• Objective:
Without skipping anything, write out each record below exactly.

= = = =

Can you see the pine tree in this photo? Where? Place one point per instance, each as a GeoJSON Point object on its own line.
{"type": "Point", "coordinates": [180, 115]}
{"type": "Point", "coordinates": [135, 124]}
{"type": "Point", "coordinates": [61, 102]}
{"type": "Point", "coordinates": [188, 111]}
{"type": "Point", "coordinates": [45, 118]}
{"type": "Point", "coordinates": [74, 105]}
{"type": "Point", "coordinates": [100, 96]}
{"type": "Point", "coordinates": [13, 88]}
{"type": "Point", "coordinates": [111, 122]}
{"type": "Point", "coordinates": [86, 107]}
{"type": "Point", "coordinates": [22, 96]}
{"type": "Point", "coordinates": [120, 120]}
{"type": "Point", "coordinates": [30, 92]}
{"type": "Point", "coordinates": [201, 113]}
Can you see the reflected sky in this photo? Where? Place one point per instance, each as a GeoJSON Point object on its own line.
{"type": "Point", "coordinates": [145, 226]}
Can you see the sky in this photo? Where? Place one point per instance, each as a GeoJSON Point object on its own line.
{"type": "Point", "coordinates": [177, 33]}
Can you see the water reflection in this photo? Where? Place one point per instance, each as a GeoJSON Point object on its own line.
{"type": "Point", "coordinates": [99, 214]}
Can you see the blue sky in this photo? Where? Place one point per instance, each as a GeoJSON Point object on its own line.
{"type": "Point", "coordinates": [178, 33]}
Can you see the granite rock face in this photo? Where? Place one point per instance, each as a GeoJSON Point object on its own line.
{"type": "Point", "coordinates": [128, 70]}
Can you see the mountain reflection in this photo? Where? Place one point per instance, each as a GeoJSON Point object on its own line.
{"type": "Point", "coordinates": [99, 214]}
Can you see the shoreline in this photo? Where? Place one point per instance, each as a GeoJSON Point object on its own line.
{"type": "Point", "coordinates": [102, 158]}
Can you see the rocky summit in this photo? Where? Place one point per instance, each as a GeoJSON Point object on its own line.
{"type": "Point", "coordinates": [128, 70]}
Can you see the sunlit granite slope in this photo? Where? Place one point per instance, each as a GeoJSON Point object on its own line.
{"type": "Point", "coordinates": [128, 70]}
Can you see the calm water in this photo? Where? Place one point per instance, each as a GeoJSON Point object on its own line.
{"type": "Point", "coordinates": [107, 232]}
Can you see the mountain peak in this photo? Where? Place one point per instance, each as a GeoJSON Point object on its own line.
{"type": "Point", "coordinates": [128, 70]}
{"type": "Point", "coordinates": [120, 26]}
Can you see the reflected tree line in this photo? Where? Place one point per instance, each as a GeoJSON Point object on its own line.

= = = =

• Solution for this exercise:
Can you see the pine tree in this photo? Where? Place one point per instance, each as a GeoJSON Point object on its own line.
{"type": "Point", "coordinates": [180, 115]}
{"type": "Point", "coordinates": [135, 124]}
{"type": "Point", "coordinates": [61, 102]}
{"type": "Point", "coordinates": [188, 111]}
{"type": "Point", "coordinates": [45, 118]}
{"type": "Point", "coordinates": [74, 105]}
{"type": "Point", "coordinates": [100, 96]}
{"type": "Point", "coordinates": [13, 88]}
{"type": "Point", "coordinates": [111, 122]}
{"type": "Point", "coordinates": [86, 107]}
{"type": "Point", "coordinates": [22, 96]}
{"type": "Point", "coordinates": [120, 120]}
{"type": "Point", "coordinates": [30, 92]}
{"type": "Point", "coordinates": [201, 113]}
Can you see the reflected sky in this photo? Where? Place one point per instance, each as a GeoJSON Point object on its own line.
{"type": "Point", "coordinates": [145, 226]}
Can you see the sky in this photo? Where? Place one point per instance, each as a GeoJSON Point object on its own line.
{"type": "Point", "coordinates": [177, 33]}
Can you see the water reflection in this photo? Where? Place one point per instance, each as a GeoJSON Point object on its own line.
{"type": "Point", "coordinates": [99, 214]}
Can you see the blue sky in this photo? Where? Place one point per instance, each as a GeoJSON Point object on its own line.
{"type": "Point", "coordinates": [178, 33]}
Can you see the granite rock face in this photo? Where? Place one point per instance, each as a GeoJSON Point object on its own line.
{"type": "Point", "coordinates": [128, 70]}
Can you see the mountain reflection in this photo? Where? Place one point per instance, each as a GeoJSON Point object on its own line.
{"type": "Point", "coordinates": [99, 214]}
Can you see the shoreline in this photo? Where? Place one point per instance, each as a GeoJSON Point object on its own line.
{"type": "Point", "coordinates": [102, 158]}
Can you see the rocky summit in this photo? Where? Place one point per instance, each as a GeoJSON Point object on its own line.
{"type": "Point", "coordinates": [128, 70]}
Can you see the sunlit granite slope in this photo? Where? Place one point per instance, each as a GeoJSON Point object on its own line.
{"type": "Point", "coordinates": [128, 70]}
Can you see the calm water in this photo? Where? Place one point per instance, each as a GeoJSON Point object on its own line.
{"type": "Point", "coordinates": [107, 232]}
Can you see the mountain peak in this photo? Where? Place one point per instance, each as a GeoJSON Point object on its own line.
{"type": "Point", "coordinates": [128, 70]}
{"type": "Point", "coordinates": [120, 26]}
Can you see the reflected tree line in this photo? Where? Place one point per instance, each as a GeoJSON Point object on its own line.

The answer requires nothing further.